== Aim of the task ==
Copy the data precisely, keeping every character.

== Provided data ==
+++

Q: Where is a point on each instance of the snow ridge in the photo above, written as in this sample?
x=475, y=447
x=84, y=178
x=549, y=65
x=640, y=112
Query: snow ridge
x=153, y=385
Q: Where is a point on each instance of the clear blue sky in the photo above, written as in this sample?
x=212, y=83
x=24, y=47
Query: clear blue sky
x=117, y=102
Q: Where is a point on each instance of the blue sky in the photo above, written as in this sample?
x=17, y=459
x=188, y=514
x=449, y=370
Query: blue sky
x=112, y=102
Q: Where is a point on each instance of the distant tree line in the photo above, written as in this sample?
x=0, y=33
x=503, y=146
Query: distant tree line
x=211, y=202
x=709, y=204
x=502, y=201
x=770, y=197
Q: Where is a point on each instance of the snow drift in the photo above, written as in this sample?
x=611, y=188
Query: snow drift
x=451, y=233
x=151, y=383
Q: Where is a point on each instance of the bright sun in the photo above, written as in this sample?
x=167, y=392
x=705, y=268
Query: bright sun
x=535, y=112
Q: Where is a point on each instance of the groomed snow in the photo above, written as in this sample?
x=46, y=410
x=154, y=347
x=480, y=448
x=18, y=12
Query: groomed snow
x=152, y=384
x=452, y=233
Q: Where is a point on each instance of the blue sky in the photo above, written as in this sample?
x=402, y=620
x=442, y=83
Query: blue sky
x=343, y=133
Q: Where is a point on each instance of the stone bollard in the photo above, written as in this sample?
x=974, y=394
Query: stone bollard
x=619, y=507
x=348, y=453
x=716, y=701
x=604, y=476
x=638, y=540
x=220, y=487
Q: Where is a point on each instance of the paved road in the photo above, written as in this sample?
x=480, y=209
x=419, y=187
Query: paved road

+++

== Result of the task ==
Q: Where is a point on each instance of the snow ridge in the photo above, written as in this sample?
x=475, y=447
x=84, y=178
x=549, y=65
x=640, y=112
Query: snow ridge
x=153, y=385
Q: Where is a point on each instance of the clear blue sky in the photo above, written as in this sample?
x=212, y=83
x=24, y=47
Query: clear blue sky
x=117, y=102
Q: Where is a point on each instance of the blue sky in the photo above, written as in this sample?
x=17, y=459
x=188, y=514
x=449, y=370
Query: blue sky
x=112, y=102
Q: Where is a point on each instance of the distant tree line in the photo above, written as in this sample?
x=0, y=33
x=503, y=146
Query: distant tree line
x=211, y=202
x=709, y=204
x=502, y=201
x=770, y=197
Q: Where is a point on each instance of the snow drift in the photo above, written as in this sample?
x=611, y=188
Query: snow drift
x=451, y=233
x=151, y=383
Q: Where is a point on each instance of the bright sun in the photo above, written as in this sample?
x=167, y=392
x=705, y=268
Query: bright sun
x=535, y=112
Q: Where is a point on each instance of the groomed snow in the photo above, written as in this sample?
x=46, y=410
x=154, y=347
x=480, y=448
x=18, y=12
Query: groomed snow
x=152, y=384
x=452, y=233
Q: Where is a point on each instance of the blue sky in the photo above, written as in this sample?
x=402, y=620
x=442, y=83
Query: blue sky
x=343, y=133
Q: Where is a point on each instance of the stone bollard in the photo above, written as in this sample?
x=974, y=394
Query: stone bollard
x=619, y=507
x=348, y=453
x=716, y=701
x=604, y=476
x=638, y=540
x=220, y=487
Q: Where is a point on each instance of the paved road in the photo above, written as in this sample?
x=480, y=209
x=419, y=187
Query: paved road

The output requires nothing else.